*Exercise requirements*
a) Set down the passage of the blog post on Simon Chiu from "And it was a" to "dealing with customers.", word for word.
b) Carry the blog post on Simon Chiu forward from its final sentence.

*Text for analysis*
^^^^
Tuesday, 9 March 2021

“Failure is just learning in disguise”

 

Blog post written by Richard Dal Monte, RRU Communications
 Written by Richard Dal Monte, RRU Communications

If you’re struggling and looking for inspiration on the topic of failure, the internet is your friend.

A quick Google search will reveal quotations by the gigabyte attributed to famous people, from media moguls to business powerhouses to authors and actors.

But you don’t just have to take it from motivational speaker Denis Waitley that “Failure should be our teacher, not our undertaker,” or from Irish writer James Joyce that “Mistakes are the portals of discovery,” or even from Oprah herself that “Failure is another stepping stone to greatness.”

Just ask Simon Chiu.

Chiu is 37, a resident of Burnaby, BC and executive assistant to the vice-president, external affairs, at Kwantlen Polytechnic University (KPU). He’s also pursuing a Master of Arts in Leadership at Royal Roads University and is one of the students and faculty members featured in the university’s Boldly Different marketing campaign.

And it was a bit of failure that led to his current successes.

Chiu grew up in Vancouver’s East End and knew early he wanted to work in marketing and that he needed to be educated. He earned a BA in sociology at SFU, then a marketing management diploma at BCIT, and was focused on business. He also spent years in retail, doing work on the frontlines, dealing with customers.

Now, at KPU, he manages projects, handles sponsorships, communications and government relations, and even runs fundraisers, all with the goal of raising the university’s institutional reputation.

“It’s such a fun role and it’s always moving, and I love that work,” Chiu says.

But the path to today’s work and satisfaction had a few loose stepping stones.

As Chiu tells it, he set out to earn a Master of Education but stumbled along the way. He “never really connected with the material.” He struggled with toxic relationships. He had trouble achieving a positive work-life-school balance.

Eventually, he felt burnt out. He was asked to withdraw from the program.

“I was just embarrassed,” he says. “It was horrible. I felt stupid. I was thrown away, it felt like.”
^^^^
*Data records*

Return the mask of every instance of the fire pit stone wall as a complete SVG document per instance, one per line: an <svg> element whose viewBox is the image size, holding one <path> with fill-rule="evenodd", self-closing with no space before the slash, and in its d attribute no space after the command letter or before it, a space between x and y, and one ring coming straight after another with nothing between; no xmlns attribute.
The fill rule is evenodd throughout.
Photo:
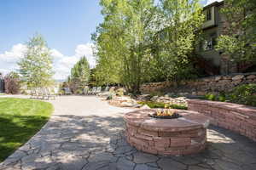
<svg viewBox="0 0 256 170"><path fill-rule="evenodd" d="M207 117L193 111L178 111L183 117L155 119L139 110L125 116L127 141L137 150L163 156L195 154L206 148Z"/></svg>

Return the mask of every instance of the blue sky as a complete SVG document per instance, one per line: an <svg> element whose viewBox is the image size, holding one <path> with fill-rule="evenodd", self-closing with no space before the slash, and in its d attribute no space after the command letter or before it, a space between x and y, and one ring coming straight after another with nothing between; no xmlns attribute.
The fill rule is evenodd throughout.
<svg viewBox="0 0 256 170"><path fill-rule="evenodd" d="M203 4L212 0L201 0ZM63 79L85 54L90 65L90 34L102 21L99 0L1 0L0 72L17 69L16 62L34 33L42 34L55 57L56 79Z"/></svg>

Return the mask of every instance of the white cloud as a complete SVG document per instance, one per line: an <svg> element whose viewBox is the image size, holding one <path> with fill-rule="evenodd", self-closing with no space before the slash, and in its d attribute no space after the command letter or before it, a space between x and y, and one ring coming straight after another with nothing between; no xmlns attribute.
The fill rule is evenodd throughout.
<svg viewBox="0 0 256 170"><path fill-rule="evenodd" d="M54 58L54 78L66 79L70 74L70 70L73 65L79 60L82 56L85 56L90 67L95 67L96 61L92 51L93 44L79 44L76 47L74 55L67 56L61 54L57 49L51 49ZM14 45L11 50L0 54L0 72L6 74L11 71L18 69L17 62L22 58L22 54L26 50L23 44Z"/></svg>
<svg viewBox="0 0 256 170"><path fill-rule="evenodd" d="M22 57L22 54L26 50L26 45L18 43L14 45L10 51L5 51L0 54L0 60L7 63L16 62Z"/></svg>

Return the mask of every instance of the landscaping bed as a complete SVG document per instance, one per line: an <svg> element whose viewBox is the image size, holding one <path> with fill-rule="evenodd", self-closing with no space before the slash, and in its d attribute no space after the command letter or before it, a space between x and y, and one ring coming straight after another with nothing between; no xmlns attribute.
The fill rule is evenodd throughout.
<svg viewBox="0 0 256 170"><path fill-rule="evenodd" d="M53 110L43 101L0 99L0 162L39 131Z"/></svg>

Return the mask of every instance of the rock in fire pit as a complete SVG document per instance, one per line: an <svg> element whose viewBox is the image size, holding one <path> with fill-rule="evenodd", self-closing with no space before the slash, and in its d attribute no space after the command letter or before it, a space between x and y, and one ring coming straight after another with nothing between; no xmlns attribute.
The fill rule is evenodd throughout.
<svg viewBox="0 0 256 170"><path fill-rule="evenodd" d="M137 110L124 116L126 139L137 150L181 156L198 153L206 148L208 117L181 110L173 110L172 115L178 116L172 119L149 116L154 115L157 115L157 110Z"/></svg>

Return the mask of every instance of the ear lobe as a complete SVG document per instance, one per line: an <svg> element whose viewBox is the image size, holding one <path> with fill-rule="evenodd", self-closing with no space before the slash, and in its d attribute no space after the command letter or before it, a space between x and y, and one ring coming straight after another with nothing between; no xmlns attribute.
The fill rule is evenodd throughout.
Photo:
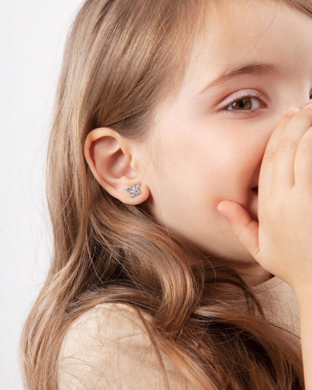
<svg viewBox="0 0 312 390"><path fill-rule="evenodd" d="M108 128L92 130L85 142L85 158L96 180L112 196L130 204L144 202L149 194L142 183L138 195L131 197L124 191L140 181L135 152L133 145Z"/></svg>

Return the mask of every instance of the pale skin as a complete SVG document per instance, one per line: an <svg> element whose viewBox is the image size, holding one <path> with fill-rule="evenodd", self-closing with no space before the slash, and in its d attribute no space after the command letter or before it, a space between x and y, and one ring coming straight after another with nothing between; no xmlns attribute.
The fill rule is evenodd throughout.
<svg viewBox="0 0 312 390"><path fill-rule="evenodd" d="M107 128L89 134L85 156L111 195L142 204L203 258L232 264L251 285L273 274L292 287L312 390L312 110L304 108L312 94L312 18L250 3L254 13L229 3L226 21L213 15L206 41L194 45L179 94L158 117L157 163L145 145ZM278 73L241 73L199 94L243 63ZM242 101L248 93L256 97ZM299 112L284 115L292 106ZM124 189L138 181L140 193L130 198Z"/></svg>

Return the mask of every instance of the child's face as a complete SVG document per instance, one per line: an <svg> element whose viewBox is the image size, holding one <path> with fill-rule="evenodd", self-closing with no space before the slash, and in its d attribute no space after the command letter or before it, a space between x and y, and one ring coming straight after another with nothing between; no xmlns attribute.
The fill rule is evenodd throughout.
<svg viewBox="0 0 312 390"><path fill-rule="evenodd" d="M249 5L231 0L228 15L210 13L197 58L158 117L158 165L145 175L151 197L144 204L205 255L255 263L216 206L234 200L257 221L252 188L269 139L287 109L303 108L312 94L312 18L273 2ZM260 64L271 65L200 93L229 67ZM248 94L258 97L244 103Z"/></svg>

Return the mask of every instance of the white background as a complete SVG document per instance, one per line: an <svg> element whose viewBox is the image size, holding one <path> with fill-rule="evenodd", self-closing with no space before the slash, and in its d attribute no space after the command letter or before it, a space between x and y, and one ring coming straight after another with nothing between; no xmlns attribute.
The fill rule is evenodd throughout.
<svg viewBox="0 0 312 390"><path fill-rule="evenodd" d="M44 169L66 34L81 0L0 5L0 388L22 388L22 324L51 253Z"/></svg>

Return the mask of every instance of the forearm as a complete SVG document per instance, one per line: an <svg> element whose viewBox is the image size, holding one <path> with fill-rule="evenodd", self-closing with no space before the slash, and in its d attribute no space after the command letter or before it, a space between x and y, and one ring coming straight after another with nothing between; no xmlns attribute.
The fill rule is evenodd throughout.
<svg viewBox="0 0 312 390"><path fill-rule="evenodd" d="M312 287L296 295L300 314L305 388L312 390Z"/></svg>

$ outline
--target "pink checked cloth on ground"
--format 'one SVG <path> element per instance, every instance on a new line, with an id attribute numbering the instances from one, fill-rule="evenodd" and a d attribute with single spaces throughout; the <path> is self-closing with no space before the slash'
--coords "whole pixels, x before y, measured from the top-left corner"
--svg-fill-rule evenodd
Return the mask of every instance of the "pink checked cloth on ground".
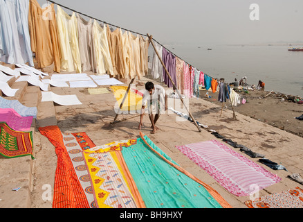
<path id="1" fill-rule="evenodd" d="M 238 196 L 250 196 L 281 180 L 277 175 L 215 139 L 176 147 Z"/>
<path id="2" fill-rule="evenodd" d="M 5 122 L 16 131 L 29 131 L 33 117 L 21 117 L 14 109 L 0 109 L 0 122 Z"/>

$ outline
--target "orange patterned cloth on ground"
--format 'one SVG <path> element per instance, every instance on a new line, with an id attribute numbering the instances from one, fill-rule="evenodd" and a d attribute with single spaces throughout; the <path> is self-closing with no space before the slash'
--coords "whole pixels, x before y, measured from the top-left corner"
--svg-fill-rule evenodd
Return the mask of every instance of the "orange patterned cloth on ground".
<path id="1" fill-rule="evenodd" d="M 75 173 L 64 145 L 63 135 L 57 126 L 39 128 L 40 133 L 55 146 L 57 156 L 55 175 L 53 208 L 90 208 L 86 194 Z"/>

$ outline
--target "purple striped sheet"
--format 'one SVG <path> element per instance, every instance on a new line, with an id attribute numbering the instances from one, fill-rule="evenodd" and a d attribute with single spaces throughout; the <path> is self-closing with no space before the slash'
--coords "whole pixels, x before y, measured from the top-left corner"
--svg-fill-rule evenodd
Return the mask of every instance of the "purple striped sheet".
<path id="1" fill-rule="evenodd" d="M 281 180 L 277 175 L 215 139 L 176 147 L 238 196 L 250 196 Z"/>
^^^^
*Outputs by task*
a)
And it was a bit of failure that led to his current successes.

Chiu grew up in Vancouver’s East End and knew early he wanted to work in marketing and that he needed to be educated. He earned a BA in sociology at SFU, then a marketing management diploma at BCIT, and was focused on business. He also spent years in retail, doing work on the frontlines, dealing with customers.

b)
Even at his lowest moments, however, he knew he wanted to do more, learn more, including about himself. He began talking with friends and KPU colleagues about their own educational journeys — “I got curious and I got hungry,” he says — and some talked about advanced degrees they had done, including at Royal Roads.

Still battling the trauma of his previous failure along with a severe case of imposter syndrome, Chiu applied for the Royal Roads leadership program and was accepted. He’d found his niche in a program that, due to the blended model of learning, allows him to continue working while acquiring knowledge that helps him do his job.

“Leadership is such grand topic,” he says. “I finally found something that stuck with me… The material’s fun.”

He paraphrases a Teddy Roosevelt quotation as “To fail, dare greatly,” and adds, “The ability for me to process what I think of, or thought of, as failure is just learning in disguise.”

Looking back at his aborted MEd. experience, he says, “Even though that was very personally deep and painful, [I learned] that there was something more to that, and to not be afraid of what that is. And you’re not going to be like that forever.”

Chiu also has his own quotation to add to the collected wisdom of the internet: “The word ‘failure’ is so visceral, it’s so negative. But you’re just learning about your capacity, about what you can handle. That’s what I’ve learned.”